(Object pointing dataset rows)
——————————
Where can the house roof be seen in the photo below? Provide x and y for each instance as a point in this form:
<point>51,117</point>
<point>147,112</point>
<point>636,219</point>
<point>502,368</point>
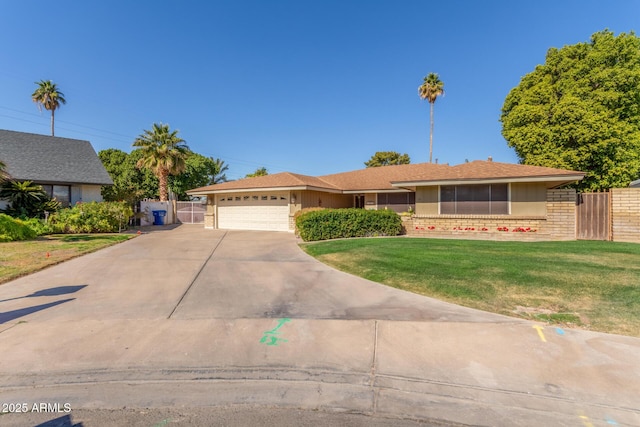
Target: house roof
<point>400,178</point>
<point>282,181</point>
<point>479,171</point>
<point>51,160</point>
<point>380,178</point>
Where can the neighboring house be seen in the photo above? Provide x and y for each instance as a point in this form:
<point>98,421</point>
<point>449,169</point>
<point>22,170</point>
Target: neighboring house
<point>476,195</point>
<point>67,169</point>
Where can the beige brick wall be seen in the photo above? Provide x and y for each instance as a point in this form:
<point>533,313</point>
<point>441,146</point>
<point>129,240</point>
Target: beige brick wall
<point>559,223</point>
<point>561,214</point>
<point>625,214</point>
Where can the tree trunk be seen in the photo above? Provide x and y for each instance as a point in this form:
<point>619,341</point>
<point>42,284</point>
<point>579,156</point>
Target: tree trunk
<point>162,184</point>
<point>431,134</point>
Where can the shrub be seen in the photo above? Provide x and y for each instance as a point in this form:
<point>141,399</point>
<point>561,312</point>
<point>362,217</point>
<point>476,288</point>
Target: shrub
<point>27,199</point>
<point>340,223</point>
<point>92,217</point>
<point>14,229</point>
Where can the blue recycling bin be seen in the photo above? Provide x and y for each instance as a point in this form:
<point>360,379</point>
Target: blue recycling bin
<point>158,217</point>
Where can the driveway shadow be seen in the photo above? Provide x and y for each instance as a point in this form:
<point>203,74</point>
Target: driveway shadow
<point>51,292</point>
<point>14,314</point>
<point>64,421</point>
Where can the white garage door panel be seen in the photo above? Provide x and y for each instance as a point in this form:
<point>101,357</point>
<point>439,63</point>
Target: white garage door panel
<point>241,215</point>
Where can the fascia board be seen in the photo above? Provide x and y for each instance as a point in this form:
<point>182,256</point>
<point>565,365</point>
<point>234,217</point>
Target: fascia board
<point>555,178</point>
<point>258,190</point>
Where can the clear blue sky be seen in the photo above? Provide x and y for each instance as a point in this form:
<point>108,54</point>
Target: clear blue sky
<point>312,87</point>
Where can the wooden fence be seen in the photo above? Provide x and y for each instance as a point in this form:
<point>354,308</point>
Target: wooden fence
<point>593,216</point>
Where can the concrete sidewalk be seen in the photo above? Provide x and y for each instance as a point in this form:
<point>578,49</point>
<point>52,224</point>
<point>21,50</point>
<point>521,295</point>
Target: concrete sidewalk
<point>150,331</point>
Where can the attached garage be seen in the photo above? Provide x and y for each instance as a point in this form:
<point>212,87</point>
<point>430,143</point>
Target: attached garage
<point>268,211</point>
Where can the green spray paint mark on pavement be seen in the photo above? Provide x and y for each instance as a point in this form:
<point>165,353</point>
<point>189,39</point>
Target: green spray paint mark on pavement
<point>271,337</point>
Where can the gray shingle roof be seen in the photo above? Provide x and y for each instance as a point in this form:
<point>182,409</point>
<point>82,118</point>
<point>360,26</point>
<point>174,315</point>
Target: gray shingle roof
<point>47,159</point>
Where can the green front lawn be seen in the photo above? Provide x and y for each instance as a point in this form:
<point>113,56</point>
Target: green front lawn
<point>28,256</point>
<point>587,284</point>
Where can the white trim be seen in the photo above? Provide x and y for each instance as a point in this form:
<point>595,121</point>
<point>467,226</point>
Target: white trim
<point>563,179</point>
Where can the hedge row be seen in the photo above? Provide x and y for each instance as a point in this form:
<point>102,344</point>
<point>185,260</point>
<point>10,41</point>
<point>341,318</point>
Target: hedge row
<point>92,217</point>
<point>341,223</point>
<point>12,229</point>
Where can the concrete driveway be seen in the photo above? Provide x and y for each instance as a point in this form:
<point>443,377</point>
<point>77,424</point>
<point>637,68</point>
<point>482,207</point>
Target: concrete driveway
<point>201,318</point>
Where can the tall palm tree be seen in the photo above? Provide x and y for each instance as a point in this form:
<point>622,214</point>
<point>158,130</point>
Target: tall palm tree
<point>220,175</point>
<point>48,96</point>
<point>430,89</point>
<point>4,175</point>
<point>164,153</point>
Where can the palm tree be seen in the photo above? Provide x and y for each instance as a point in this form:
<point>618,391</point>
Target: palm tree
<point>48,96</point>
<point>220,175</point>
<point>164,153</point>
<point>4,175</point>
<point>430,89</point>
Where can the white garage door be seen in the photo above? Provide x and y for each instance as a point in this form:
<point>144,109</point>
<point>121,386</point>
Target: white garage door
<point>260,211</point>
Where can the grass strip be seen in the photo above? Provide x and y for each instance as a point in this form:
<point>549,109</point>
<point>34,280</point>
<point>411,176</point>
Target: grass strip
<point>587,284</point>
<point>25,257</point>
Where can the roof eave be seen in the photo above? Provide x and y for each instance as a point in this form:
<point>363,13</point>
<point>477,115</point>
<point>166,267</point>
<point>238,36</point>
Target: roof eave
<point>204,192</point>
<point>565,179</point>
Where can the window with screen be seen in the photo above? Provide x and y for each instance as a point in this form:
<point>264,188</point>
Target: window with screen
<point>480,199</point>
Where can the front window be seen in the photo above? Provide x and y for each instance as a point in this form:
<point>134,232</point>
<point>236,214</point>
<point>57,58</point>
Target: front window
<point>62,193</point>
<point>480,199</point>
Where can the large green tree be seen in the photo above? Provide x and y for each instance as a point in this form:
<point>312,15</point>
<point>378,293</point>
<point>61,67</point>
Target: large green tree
——————————
▸ **WHAT YOU NEED TO DO**
Rewrite the material from the line containing "Where can the green front" through the line containing "<point>12,229</point>", requests included, adding 108 to every coordinate in the answer points and leaving the sample points in the requests unchanged.

▸ **WRITTEN SOLUTION**
Where can the green front lawn be seen in the photo above? Provide x and y for each instance as a point in this form:
<point>113,56</point>
Target: green front lawn
<point>136,364</point>
<point>695,392</point>
Where can the white trim be seen in the photo above? Provide x and y for each instance as a point in this form:
<point>595,121</point>
<point>467,226</point>
Target: white trim
<point>671,287</point>
Where can the hedge row be seen in the photo above? Provide x and y for each instance as a point in this form:
<point>102,344</point>
<point>185,260</point>
<point>10,41</point>
<point>341,318</point>
Target: hedge row
<point>200,325</point>
<point>449,331</point>
<point>120,337</point>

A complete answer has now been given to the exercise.